§ Task description
Find every line in the rows below that contains the string "woman", matching case exactly, and copy each of those lines.

§ Given information
━━━━━━━━━━

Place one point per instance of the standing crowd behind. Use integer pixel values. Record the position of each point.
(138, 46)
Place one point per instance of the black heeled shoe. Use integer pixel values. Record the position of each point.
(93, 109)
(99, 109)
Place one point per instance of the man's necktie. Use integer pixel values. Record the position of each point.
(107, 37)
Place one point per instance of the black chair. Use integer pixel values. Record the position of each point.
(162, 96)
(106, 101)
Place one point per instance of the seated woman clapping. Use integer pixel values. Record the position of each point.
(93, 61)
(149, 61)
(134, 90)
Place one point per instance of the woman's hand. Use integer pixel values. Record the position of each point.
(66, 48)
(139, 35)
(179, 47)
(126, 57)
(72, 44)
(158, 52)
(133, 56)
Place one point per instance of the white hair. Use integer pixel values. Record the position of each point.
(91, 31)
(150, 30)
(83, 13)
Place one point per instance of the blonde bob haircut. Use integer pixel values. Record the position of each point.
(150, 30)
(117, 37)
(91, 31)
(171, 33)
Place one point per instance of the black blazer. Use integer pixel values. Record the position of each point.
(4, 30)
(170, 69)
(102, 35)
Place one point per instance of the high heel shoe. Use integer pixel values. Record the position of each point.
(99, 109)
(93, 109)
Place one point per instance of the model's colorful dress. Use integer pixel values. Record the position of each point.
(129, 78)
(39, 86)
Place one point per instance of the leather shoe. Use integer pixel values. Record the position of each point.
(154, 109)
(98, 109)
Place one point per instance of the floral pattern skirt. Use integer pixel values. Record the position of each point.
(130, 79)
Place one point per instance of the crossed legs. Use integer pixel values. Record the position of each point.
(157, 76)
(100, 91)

━━━━━━━━━━

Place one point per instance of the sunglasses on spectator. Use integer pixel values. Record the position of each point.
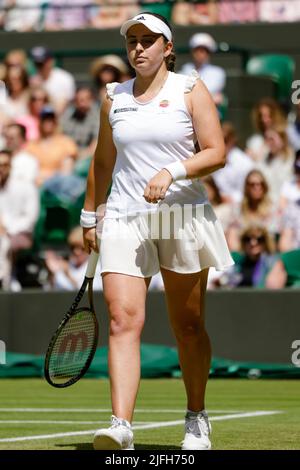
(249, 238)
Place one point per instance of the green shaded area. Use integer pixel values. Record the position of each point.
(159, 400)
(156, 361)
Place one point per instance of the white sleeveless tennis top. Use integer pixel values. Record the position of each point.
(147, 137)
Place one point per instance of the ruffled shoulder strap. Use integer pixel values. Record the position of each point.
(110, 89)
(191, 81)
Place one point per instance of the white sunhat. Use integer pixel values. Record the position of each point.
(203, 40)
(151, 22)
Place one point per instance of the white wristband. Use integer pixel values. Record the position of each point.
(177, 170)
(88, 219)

━━━━━━━━━━

§ Response to the exercise
Place one point per instance of the seated woman clapping. Use integer pixel values. Record the position of each point.
Place one point per instance of the woman's hand. Use integer pixel values. Record the position of each point.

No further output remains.